→ SUPPLIED PASSAGE:

********************

Item 1.01 Entry into a Material Definitive Agreement.

On February 21, 2020, Applied Materials, Inc. ("Applied") entered into a credit agreement (the "Credit Agreement") for a five-year $1.5 billion revolving credit facility with JPMorgan Chase Bank, N.A., as administrative agent, and the lenders party thereto (collectively, the "Lenders").

The Credit Agreement replaces a $1.5 billion credit agreement, dated September 3, 2015, by and among Applied and certain lenders, as amended and extended, as described further in Item 1.02 below.

The Credit Agreement provides for unsecured borrowings in an initial amount not to exceed $1.5 billion outstanding at any one time and includes a sub-facility for the issuance of letters of credit of up to $400 million. The Credit Agreement includes a provision under which Applied may increase the total amount of the revolving credit facility to no more than $2.0 billion, subject to the receipt of commitments from one or more Lenders for any such increase and other customary conditions.

********************

→ MATERIAL PROVIDED:
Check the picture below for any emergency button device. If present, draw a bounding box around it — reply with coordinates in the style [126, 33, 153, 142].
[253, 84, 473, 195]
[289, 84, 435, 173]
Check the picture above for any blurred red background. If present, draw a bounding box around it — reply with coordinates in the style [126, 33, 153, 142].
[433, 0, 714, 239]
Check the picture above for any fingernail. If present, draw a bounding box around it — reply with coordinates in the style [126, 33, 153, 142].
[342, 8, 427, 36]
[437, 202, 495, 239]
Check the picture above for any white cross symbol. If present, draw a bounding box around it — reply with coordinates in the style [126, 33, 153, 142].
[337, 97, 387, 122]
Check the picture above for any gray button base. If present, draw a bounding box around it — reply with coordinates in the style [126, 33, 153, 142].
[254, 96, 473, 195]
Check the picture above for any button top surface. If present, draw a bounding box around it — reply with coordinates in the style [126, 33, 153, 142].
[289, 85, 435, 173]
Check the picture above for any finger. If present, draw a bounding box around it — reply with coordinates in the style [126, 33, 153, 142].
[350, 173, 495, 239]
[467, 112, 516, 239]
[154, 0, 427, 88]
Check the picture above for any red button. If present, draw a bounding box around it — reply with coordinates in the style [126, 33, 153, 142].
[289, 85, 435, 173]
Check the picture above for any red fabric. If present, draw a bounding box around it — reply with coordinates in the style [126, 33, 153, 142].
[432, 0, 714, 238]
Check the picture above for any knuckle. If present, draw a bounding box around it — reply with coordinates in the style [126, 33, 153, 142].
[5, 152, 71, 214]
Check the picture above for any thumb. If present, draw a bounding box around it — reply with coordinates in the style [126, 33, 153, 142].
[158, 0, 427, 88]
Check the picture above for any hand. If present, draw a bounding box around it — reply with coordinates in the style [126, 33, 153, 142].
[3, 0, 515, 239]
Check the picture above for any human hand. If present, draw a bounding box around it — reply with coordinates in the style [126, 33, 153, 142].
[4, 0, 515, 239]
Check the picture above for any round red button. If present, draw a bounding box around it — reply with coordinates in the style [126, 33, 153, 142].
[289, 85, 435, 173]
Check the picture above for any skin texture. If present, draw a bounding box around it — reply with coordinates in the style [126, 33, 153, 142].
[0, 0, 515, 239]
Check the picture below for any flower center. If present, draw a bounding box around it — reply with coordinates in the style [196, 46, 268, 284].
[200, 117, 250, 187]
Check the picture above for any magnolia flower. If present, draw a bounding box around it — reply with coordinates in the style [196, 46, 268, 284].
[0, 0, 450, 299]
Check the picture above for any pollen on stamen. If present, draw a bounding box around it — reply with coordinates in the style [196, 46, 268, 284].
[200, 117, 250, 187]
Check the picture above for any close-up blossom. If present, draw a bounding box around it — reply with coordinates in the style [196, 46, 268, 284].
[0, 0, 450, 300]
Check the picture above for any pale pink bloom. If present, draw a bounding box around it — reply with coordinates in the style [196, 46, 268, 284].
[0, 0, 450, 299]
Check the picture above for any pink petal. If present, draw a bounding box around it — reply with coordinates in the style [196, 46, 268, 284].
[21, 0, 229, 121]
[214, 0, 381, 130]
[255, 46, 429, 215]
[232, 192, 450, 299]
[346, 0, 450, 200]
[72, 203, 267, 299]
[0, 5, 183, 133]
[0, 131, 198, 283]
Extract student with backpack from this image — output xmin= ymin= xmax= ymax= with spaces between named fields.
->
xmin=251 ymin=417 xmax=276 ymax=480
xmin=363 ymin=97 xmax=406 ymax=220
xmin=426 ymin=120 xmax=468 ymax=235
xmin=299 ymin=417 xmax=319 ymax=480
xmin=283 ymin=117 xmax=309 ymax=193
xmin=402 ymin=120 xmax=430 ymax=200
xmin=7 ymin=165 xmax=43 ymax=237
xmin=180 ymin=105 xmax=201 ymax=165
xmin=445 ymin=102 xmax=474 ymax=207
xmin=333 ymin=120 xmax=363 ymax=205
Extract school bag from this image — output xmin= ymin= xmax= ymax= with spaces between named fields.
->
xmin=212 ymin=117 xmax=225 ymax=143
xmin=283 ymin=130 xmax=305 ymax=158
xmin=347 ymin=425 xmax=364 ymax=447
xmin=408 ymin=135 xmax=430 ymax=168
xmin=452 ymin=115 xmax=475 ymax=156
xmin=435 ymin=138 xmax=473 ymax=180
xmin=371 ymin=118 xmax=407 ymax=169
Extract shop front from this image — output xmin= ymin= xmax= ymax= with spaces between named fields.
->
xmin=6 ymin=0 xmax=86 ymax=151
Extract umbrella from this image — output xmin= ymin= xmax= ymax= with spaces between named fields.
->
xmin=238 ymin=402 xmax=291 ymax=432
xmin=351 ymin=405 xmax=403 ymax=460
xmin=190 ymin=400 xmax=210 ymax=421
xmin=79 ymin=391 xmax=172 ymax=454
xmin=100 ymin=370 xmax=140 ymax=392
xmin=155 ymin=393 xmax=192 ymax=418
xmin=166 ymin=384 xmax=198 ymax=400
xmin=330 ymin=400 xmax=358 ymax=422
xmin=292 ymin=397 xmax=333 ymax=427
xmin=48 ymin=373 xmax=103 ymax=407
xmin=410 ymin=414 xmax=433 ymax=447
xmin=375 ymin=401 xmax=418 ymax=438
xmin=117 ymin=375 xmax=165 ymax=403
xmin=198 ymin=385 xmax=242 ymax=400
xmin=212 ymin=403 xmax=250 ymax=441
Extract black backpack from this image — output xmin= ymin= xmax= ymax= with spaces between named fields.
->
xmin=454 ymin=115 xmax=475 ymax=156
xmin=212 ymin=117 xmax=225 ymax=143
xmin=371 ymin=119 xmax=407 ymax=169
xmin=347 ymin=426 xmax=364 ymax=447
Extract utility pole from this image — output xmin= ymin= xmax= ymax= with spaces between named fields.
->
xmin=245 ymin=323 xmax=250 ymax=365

********************

→ TASKS:
1/ In the credit agreement filing, what is the maximum amount of letters of credit the sub-facility allows?
2/ Do the following statements agree with the credit agreement filing? (a) The revolving credit facility runs for five years. (b) Borrowings under the Credit Agreement are secured. (c) Applied may increase the facility to as much as $2.5 billion.
The entries have no connection to the filing.

→ SOLVED PROBLEMS:
1/ Up to $400 million.

2/
(a) Yes: "a five-year $1.5 billion revolving credit facility"
(b) No: "provides for unsecured borrowings"
(c) No: "to no more than $2.0 billion"